┌──

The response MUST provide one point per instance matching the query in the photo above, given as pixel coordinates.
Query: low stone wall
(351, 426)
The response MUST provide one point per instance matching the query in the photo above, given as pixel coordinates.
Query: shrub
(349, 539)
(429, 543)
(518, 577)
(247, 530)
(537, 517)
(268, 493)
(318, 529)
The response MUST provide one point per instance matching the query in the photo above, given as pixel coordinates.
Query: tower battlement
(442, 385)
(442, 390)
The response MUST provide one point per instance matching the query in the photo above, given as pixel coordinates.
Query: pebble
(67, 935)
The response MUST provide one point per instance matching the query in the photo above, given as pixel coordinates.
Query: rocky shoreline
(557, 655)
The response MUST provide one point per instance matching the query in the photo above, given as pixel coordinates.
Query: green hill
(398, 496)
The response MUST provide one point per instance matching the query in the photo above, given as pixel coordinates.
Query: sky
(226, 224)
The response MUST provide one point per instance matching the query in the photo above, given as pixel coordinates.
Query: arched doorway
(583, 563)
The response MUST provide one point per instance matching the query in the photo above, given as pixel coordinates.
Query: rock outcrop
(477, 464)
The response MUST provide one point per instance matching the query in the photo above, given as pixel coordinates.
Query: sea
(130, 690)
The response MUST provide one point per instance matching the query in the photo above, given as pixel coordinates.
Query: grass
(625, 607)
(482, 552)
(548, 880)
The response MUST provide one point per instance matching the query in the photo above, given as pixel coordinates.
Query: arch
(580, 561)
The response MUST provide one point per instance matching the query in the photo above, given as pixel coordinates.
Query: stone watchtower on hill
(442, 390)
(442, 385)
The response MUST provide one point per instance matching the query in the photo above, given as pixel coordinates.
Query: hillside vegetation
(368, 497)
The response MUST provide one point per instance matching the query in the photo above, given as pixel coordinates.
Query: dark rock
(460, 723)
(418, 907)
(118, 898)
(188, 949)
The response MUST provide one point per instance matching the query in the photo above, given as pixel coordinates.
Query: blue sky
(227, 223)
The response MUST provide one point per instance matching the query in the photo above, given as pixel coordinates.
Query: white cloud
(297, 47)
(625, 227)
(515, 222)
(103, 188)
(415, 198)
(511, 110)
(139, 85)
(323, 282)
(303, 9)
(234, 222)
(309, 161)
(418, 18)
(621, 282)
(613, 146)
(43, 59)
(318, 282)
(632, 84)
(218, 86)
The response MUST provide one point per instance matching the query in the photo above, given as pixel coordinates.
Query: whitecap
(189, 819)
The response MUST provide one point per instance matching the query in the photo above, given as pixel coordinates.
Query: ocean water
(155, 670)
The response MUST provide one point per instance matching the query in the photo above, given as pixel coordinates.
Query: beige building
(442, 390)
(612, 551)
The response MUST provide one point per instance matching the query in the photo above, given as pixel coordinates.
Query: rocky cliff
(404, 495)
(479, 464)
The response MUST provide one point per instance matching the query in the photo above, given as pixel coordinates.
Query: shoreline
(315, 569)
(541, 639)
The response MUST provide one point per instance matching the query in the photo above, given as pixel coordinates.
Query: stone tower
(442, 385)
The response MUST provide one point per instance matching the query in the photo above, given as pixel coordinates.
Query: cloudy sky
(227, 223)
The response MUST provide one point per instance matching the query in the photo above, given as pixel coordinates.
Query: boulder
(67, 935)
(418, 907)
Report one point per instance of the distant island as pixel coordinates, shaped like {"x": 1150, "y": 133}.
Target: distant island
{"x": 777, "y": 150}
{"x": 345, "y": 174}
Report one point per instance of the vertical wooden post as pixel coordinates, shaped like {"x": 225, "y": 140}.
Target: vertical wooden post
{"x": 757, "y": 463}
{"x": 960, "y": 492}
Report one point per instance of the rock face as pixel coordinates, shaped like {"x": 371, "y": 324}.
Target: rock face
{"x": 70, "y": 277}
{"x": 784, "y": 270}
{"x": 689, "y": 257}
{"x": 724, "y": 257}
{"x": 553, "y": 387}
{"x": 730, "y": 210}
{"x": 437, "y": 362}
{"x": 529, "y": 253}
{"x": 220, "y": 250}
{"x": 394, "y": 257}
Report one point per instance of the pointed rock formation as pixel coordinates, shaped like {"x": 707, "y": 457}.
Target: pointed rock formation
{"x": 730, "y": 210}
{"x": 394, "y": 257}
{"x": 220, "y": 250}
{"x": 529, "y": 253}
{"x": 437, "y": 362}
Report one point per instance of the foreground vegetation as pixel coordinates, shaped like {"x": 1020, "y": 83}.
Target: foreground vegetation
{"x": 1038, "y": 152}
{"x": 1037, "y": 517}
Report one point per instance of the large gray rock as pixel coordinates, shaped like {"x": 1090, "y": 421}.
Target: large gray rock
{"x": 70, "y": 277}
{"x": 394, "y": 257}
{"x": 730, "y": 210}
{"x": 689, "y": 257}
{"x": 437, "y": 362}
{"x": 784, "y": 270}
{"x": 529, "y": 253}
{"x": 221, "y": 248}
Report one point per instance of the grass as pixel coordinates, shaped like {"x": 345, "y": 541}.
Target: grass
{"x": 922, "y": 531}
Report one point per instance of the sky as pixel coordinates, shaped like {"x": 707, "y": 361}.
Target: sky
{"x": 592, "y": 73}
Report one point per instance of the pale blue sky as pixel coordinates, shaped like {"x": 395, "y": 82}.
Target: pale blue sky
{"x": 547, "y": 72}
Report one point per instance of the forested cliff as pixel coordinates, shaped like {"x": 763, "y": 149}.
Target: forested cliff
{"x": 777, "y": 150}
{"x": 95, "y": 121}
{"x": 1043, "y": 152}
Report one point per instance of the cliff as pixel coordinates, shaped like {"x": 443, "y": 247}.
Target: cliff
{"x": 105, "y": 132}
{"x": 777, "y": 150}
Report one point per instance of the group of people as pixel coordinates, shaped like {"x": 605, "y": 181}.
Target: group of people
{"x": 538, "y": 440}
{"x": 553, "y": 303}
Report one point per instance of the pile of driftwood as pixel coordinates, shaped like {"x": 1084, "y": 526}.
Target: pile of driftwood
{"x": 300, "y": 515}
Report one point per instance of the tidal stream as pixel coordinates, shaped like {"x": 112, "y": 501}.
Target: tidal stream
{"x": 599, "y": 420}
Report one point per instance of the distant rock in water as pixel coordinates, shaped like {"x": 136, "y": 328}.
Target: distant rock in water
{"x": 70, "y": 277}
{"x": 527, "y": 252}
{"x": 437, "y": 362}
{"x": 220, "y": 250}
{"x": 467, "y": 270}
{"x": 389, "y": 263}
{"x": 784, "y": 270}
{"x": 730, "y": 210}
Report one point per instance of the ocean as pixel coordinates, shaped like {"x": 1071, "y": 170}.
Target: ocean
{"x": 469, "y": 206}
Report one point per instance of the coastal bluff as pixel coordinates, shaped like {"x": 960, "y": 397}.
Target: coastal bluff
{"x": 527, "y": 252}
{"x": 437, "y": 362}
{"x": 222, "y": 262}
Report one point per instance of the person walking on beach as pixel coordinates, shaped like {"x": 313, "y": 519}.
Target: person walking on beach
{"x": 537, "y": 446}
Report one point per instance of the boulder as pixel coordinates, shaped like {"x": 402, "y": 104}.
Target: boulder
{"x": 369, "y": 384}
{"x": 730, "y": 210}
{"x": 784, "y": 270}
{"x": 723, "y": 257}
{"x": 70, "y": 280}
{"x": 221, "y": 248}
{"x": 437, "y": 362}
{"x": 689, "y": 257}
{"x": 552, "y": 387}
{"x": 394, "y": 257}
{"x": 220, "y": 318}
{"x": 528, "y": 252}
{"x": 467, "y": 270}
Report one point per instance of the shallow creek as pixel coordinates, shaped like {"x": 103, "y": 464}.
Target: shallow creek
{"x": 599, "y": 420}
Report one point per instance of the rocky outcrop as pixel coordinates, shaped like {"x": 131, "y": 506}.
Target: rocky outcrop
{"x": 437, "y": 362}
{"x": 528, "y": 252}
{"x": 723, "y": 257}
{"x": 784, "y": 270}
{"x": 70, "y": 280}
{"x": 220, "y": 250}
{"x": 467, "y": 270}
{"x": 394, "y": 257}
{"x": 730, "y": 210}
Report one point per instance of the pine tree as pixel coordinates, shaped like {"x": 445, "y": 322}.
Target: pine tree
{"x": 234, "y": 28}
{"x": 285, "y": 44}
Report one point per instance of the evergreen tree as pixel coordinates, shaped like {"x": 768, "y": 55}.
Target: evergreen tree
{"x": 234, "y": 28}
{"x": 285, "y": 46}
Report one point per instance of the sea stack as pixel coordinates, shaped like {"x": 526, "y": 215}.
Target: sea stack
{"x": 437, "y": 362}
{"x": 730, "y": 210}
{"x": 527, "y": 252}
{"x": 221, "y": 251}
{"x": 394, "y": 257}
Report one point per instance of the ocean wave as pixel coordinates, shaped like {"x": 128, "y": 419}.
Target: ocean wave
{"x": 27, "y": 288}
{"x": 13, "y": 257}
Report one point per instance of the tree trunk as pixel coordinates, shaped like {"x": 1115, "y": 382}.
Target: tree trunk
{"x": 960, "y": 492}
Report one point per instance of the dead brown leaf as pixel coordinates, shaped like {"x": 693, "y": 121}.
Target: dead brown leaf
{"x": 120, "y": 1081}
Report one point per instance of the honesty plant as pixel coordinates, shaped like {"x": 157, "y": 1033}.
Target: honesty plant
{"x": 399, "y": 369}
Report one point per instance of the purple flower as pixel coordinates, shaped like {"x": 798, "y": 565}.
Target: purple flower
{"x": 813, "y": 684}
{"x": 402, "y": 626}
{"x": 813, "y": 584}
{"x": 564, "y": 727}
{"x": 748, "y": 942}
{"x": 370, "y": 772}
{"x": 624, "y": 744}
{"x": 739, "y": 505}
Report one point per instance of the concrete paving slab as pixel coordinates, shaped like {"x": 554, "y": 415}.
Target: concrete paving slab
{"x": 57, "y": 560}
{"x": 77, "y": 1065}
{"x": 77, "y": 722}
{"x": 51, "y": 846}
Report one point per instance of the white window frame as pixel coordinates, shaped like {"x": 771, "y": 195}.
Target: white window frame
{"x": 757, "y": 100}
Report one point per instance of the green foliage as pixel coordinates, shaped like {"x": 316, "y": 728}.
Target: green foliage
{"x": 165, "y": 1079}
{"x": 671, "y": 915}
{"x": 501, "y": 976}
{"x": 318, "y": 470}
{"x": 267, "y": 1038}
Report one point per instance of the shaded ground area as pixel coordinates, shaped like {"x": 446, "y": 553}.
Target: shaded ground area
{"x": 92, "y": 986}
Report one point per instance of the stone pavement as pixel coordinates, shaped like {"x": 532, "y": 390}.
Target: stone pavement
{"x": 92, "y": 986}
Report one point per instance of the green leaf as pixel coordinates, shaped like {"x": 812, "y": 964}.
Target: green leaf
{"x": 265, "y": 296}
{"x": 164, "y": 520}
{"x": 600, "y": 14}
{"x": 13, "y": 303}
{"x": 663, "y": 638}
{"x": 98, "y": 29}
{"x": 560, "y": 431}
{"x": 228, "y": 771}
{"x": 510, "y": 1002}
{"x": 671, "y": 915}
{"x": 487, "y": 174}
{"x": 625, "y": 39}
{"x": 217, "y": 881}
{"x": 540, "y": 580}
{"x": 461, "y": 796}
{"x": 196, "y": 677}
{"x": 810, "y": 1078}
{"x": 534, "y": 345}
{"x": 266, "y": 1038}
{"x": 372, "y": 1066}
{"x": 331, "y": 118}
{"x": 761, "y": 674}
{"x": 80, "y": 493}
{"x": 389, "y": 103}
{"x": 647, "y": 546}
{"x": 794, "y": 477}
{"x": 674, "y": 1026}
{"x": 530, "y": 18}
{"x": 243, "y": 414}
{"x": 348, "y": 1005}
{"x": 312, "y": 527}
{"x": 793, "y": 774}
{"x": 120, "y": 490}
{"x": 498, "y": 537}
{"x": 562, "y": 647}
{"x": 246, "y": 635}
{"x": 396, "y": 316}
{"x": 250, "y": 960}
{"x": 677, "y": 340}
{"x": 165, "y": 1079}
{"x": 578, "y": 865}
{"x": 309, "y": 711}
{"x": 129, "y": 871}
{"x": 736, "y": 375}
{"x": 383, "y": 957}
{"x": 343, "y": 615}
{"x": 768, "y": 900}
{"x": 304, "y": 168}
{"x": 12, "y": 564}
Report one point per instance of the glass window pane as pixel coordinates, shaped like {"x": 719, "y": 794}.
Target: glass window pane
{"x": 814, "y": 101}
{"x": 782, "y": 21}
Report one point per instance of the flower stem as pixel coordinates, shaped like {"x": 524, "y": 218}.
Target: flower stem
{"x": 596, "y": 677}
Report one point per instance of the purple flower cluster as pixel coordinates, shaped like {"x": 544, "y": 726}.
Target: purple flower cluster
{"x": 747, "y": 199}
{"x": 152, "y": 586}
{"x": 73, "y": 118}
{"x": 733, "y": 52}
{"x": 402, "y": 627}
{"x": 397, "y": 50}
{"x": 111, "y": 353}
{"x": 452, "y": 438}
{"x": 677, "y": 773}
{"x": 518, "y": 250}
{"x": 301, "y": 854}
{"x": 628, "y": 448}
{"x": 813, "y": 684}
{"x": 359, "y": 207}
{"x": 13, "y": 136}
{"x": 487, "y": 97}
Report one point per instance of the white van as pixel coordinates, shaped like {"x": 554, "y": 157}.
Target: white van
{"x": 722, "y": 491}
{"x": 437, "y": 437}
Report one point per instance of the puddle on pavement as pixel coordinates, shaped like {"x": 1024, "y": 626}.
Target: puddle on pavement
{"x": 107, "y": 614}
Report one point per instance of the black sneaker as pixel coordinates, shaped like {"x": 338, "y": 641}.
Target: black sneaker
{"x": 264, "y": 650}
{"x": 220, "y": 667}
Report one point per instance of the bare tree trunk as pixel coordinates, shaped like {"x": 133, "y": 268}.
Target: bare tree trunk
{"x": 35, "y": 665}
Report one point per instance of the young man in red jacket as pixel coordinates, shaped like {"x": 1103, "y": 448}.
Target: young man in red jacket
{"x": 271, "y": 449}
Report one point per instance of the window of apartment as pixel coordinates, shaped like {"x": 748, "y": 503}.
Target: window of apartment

└──

Among the lines of the listing above, which ones contain the word "apartment"? Show them.

Report one point per instance of the window of apartment as pixel coordinates, shaped like {"x": 748, "y": 503}.
Target: window of apartment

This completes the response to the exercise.